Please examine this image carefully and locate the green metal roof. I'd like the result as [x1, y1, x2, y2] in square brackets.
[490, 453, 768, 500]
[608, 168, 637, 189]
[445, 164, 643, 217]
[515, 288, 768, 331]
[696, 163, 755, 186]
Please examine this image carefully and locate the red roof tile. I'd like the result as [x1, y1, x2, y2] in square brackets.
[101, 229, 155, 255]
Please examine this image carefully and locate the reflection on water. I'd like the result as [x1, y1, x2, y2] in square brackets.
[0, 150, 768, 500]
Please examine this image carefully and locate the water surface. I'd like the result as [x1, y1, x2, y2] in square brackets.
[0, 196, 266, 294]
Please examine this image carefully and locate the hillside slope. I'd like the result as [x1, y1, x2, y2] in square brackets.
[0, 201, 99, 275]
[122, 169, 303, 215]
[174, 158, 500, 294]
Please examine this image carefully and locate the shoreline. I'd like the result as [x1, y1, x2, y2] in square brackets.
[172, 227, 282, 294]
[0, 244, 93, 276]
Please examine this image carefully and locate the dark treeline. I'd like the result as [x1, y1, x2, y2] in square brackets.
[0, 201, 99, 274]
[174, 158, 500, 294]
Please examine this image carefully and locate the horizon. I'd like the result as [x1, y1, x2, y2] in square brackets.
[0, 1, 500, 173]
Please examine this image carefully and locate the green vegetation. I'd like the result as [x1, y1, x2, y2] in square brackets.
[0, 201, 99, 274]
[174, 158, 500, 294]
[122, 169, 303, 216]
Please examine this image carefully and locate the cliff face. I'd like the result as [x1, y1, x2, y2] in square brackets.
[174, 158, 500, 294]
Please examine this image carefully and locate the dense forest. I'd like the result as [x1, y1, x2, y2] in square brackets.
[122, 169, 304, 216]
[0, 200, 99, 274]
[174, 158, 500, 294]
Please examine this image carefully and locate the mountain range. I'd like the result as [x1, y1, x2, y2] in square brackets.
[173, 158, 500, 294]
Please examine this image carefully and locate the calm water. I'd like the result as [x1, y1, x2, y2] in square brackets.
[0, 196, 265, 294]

* _To do_: Rewrite every item above, replacing "square brackets" with "round brackets" and changing nothing else.

* _Reply to the task_:
Please examine this image carefully and locate the green metal roof. I'd like the result as [x1, y1, x2, y2] in round brackets.
[490, 453, 768, 500]
[608, 168, 637, 189]
[445, 164, 643, 217]
[515, 288, 768, 331]
[696, 163, 755, 186]
Please examine this image carefully and locate the red roof tile. I'd like the result as [x1, y1, x2, y2] in round brackets.
[101, 229, 155, 255]
Please examine this image carefully and locate the reflection on water. I'd like the result as [x1, y1, x2, y2] in round brackets.
[0, 150, 768, 500]
Please examine this image carefully and locate the water surface. I'd like the result as [x1, y1, x2, y2] in round brackets.
[0, 196, 266, 294]
Please examine this image carefully and locate the hillside slope. I'd like the result as [x1, y1, x2, y2] in round brackets.
[0, 201, 99, 275]
[122, 169, 303, 215]
[174, 158, 500, 294]
Please examine this image carefully and locate the shoreline. I'd like the result as [x1, y1, x2, y2] in round brackets.
[172, 227, 282, 294]
[0, 244, 93, 276]
Please examine this image carefully and locate the dark treeline. I'd like the result as [x1, y1, x2, y2] in round brackets.
[0, 201, 99, 274]
[174, 158, 500, 294]
Please examine this image carefully and locate the horizon. I'd like the result as [x1, y1, x2, y2] in round brackets.
[0, 1, 500, 173]
Please examine this image carefully and locate the green vegetation. I'd like the result as [x1, y1, x2, y2] in round brackets.
[0, 201, 99, 274]
[174, 158, 500, 294]
[122, 169, 303, 216]
Please examine this image carefully and locate the cliff face. I'd like the result as [x1, y1, x2, y2] in round brackets.
[174, 158, 500, 294]
Please examine this image carefully and locate the dense forest. I'd like the result as [x1, y1, x2, y2] in round brackets.
[122, 169, 304, 216]
[0, 200, 99, 274]
[174, 158, 500, 294]
Please examine this image carefully and locate the mountain range. I'd like the result as [x1, y1, x2, y2] in round brackets.
[173, 158, 500, 294]
Please examine this image carefully and locate the calm water. I'd like the result as [x1, y1, x2, y2] in round brackets.
[0, 196, 265, 294]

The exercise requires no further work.